Swap "overlapping petal row" for "flower cluster" throughout the material below, keeping everything else the same.

(Rows from a dataset)
_ _ _

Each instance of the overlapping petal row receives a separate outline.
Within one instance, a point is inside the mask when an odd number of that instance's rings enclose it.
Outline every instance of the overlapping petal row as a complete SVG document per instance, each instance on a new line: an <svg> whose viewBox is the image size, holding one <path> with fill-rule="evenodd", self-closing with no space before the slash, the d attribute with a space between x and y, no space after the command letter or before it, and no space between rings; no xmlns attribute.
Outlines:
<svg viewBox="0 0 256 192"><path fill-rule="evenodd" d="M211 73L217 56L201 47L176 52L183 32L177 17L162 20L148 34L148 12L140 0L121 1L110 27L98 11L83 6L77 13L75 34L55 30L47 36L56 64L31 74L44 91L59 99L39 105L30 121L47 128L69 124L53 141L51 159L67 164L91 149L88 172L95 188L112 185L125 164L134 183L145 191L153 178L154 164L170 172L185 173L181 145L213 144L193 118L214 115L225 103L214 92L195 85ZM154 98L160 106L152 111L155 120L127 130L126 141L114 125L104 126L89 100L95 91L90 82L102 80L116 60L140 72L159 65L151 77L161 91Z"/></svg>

_ _ _

CORRECT RESULT
Each instance of the flower cluster receives a separate outline.
Within one instance, a point is inside the mask when an odd number of that instance's rings enclose it.
Outline every instance of the flower cluster as a complete SVG document per instance, each instance on a new line: an <svg> whose viewBox is the image size, holding one <path> with fill-rule="evenodd", self-closing with no space before the slash, the d attribute with a space between x and y, no space after the command letter or before it, and no space between rings; no xmlns attribute.
Outlines:
<svg viewBox="0 0 256 192"><path fill-rule="evenodd" d="M211 73L217 56L201 47L176 52L183 32L177 17L162 20L148 34L148 12L140 0L121 1L110 27L98 11L83 6L77 13L75 34L55 30L47 36L56 64L31 74L44 91L59 99L39 105L30 121L47 128L69 124L53 141L51 159L67 164L91 149L88 172L95 188L112 185L125 164L134 183L145 191L153 178L154 164L170 172L185 173L181 145L213 144L193 118L214 115L225 103L214 92L195 85ZM154 98L160 106L152 111L155 120L127 130L126 141L114 125L104 126L89 100L95 91L90 82L102 80L116 60L140 72L159 65L151 77L161 91Z"/></svg>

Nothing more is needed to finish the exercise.